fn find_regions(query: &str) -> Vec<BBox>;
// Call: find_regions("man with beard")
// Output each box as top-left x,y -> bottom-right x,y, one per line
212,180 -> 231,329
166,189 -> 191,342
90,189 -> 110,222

= = =

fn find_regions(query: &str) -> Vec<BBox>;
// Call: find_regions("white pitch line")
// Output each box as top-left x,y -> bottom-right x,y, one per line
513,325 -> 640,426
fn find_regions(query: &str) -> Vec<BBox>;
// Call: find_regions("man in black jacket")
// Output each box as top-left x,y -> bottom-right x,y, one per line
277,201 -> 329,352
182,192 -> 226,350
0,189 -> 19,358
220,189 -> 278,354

= = =

Scan the data for lines with the word "Call". Report only how many there are.

Exercise result> 3